In recent years, there is an increasing interest in stochastic functional differential equations(SFDEs) with finite and infinite delay under less restrictive conditions than Lipschitz condition. For instance, in 2007, Wei and Wang [4] discussed the existence and uniqueness of the solution for stochastic functional differential equations with infinite delay, in 2008, Mao et al. [5] discussed almost surely asymptotic stability of neutral stochastic differential delay equations with Markovian switching, in 2008, Ren et al. [6] considered the existence and uniqueness of the solutions to SFDEs with infinite delay, and in 2009, Ren and Xia [7], discussed the existence and uniqueness of the solution to neutral SFDEs with infinite delay. Furthermore, on this topic, one can see Halidias [8], Henderson and Plaschko [1], Kim [9, 10], Ren [11], Ren and Xia [7], Taniguchi [12] and references therein for details.

On the other hand, Mao [2] discussed d-dimensional stochastic functional differential equations with finite delay

$$\text{d}x\left(t\right)=f\left(x_t,t\right)\text{d}t+g\left(x_t,t\right)\text{d}B\left(t\right),t_0\le t\le T,$$

(1.1)

where x _t = {x(t + θ): -τ ≤ θ ≤ 0} could be considered as a C([-τ, 0]; R^d)-value stochastic process. The initial value of (1.1) was proposed as follows:

$$\begin{array}{c}{x}_{t_0}=\xi =\left\{\xi \left(\theta \right):-\tau \le \theta \le 0\right\}\text{is an}{\mathcal{F}}_{t_0}\text{ - measurable}\hfill \\ C\left(\left[-\tau ,0\right];R^d\right)-\text{value random variable such that }E{ǁ\xi ǁ}^2<\infty .\hfill \end{array}$$

Furthermore, Ren et al. [6] also considered the stochastic functional differential equations with infinite delay at phase space BC((-∞, 0]; R^d) to be described below.

$$\text{d}x\left(t\right)=f\left(x_t,t\right)\text{d}t+g\left(x_t,t\right)\text{d}B\left(t\right),t_0\le t\le T,$$

(1.2)

## Information supplied

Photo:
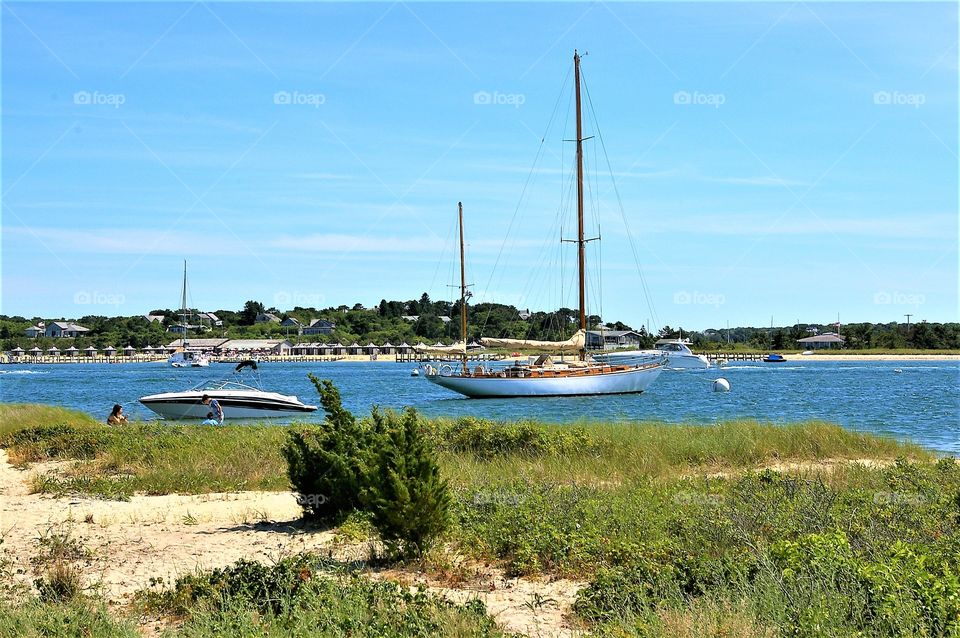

## Directive 1
Reproduce the part of the passage on stochastic functional differential equations between "On the other" and "be described below.", inclusive.
## Directive 2
Condense the paragraph of the passage on stochastic functional differential equations that begins "In recent years, there is an increasing interest" into a short bulleted list of its main points.

## Correct answer 1
On the other hand, Mao [2] discussed d-dimensional stochastic functional differential equations with finite delay

$$\text{d}x\left(t\right)=f\left(x_t,t\right)\text{d}t+g\left(x_t,t\right)\text{d}B\left(t\right),t_0\le t\le T,$$

(1.1)

where x _t = {x(t + θ): -τ ≤ θ ≤ 0} could be considered as a C([-τ, 0]; R^d)-value stochastic process. The initial value of (1.1) was proposed as follows:

$$\begin{array}{c}{x}_{t_0}=\xi =\left\{\xi \left(\theta \right):-\tau \le \theta \le 0\right\}\text{is an}{\mathcal{F}}_{t_0}\text{ - measurable}\hfill \\ C\left(\left[-\tau ,0\right];R^d\right)-\text{value random variable such that }E{ǁ\xi ǁ}^2<\infty .\hfill \end{array}$$

Furthermore, Ren et al. [6] also considered the stochastic functional differential equations with infinite delay at phase space BC((-∞, 0]; R^d) to be described below.

## Correct answer 2
- Interest is growing in stochastic functional differential equations (SFDEs) with finite and infinite delay under conditions less restrictive than the Lipschitz condition.
- 2007: Wei and Wang [4] discussed the existence and uniqueness of the solution for SFDEs with infinite delay.
- 2008: Mao et al. [5] discussed almost surely asymptotic stability of neutral stochastic differential delay equations with Markovian switching.
- 2008: Ren et al. [6] considered the existence and uniqueness of the solutions to SFDEs with infinite delay.
- 2009: Ren and Xia [7] discussed the existence and uniqueness of the solution to neutral SFDEs with infinite delay.
- Further work on the topic: Halidias [8], Henderson and Plaschko [1], Kim [9, 10], Ren [11], Taniguchi [12] and references therein.